• INSTRUCCIONES DE TAREAS:
**a.** En el texto sobre los senadores candidatos, ¿por qué se les formula la pregunta a esos dos candidatos y no a los demás?
**b.** Retoma el texto sobre los senadores candidatos y prosíguelo a partir de su última oración.

Le preguntan a ellos porque de todos los candidatos, son los únicos que están en el Senado. La pregunta lleva implícita un mensaje moralista: “es que usted debería renunciar pues las dos tareas son incompatibles”.

Ambos candidatos se sienten incómodos al dar respuesta. Les molesta ser interpelados por ese asunto, tal vez porque no ven con claridad cuál es el dilema ni entienden por qué les corresponde renunciar.

En realidad lo que no corresponde es la pregunta. En una entrevista donde el espacio es tirano o el tiempo es limitado, es una pregunta perdida, sin sentido. Si son senadores y candidatos, no tienen por qué renunciar. No hay incompatibilidad entre ser legislador y hacer campaña. Postularse para cargos electivos es una de las tareas inherentes a ser legislador, ya sea para renovar su banca o para ser presidente.

[Registros de etiquetado de formas]
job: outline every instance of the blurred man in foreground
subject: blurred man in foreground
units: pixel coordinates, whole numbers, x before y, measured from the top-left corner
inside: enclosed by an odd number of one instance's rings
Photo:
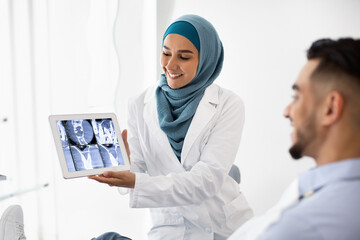
[[[291,156],[317,166],[230,240],[360,239],[360,40],[318,40],[307,58],[284,115]]]

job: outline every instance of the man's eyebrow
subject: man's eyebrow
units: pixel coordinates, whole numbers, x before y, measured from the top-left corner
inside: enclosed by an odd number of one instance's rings
[[[163,48],[165,48],[166,50],[170,50],[170,48],[167,47],[166,45],[164,45]],[[194,54],[193,51],[190,51],[190,50],[187,50],[187,49],[180,49],[180,50],[178,50],[178,52],[180,52],[180,53],[192,53],[192,54]]]
[[[294,84],[294,85],[292,86],[292,90],[294,90],[294,91],[299,91],[300,89],[299,89],[299,86],[298,86],[298,85]]]

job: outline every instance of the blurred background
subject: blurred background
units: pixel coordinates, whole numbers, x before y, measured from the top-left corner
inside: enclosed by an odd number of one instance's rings
[[[188,13],[218,30],[216,83],[245,102],[236,164],[255,214],[314,166],[289,156],[282,112],[314,40],[360,37],[359,0],[0,0],[0,214],[20,204],[28,239],[146,239],[146,209],[116,188],[62,178],[48,116],[115,112],[126,128],[128,101],[161,73],[162,34]]]

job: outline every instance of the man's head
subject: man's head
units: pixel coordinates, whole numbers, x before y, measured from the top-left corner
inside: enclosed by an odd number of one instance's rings
[[[284,112],[294,127],[295,159],[316,159],[335,139],[360,135],[360,40],[318,40],[307,58]]]

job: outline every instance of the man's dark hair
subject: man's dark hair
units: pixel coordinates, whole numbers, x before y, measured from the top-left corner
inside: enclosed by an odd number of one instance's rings
[[[360,86],[360,39],[320,39],[307,52],[307,59],[320,59],[316,74],[350,75]]]

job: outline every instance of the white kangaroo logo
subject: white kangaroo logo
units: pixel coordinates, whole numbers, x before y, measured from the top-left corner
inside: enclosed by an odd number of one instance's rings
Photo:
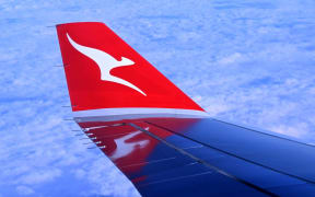
[[[144,92],[142,92],[139,88],[137,88],[132,83],[110,74],[110,70],[113,68],[135,65],[135,62],[132,60],[125,58],[125,57],[121,57],[121,60],[117,61],[114,57],[112,57],[110,55],[108,55],[105,51],[79,45],[73,39],[71,39],[71,37],[68,35],[68,33],[67,33],[67,37],[68,37],[68,40],[70,42],[70,44],[73,46],[73,48],[75,48],[78,51],[80,51],[81,54],[85,55],[86,57],[91,58],[93,61],[96,62],[96,65],[98,66],[98,68],[101,70],[101,80],[112,81],[115,83],[119,83],[119,84],[129,86],[129,88],[140,92],[144,96],[147,96],[147,94]]]

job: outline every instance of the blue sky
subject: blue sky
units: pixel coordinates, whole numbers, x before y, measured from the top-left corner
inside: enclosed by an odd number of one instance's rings
[[[102,21],[212,116],[315,143],[313,0],[0,0],[0,196],[138,196],[71,129],[58,23]]]

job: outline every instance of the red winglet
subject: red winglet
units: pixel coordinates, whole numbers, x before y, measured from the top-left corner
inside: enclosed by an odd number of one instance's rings
[[[72,111],[203,109],[100,22],[57,25]]]

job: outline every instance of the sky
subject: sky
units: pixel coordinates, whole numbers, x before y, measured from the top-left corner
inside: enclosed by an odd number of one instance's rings
[[[0,197],[139,196],[65,120],[54,25],[77,21],[106,23],[211,116],[315,143],[314,0],[0,0]]]

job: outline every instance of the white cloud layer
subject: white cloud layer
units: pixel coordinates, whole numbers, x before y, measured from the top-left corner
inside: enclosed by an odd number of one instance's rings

• RESPUESTAS:
**a.** Porque, de todos los candidatos, son los únicos que están en el Senado.

**b.**
La insistencia en esa pregunta podría reflejar una inconsciente actitud crítica al político por solo serlo. No necesariamente hay mala intención, pero sin duda se subestima la función y más en estos tiempos en que está de moda hacerlo.

También refleja poco conocimiento de cómo funciona la vida política en un Estado de Derecho: el representante es un político por excelencia y por lo tanto lo que hace en cuanto integrante de una cámara y la necesidad de estar en campaña, van siempre de la mano.

En los países parlamentarios de Europa lo normal es que quien quiera ser jefe de gobierno sea también diputado. El caso más notorio es el Reino Unido (el propulsor de esta forma de gobierno) donde en realidad los británicos no votan por un candidato a Primer Ministro sino que cada uno vota al diputado de su distrito. El jefe del partido ganador, que además ganó su banca, pasa entonces a ser el Primer Ministro. Por lo tanto, lo que importa es que presida su partido y que como miembro del Parlamento vuelva a ganar en su distrito, para recién entonces ser gobernante.

En Estados Unidos numerosos candidatos presidenciales fueron senadores y algunos ganaron la elección sin haber dejado el cargo. John Kennedy fue uno y Barack Obama fue otro. Obama renunció a su banca días después (no antes) de haber sido electo presidente.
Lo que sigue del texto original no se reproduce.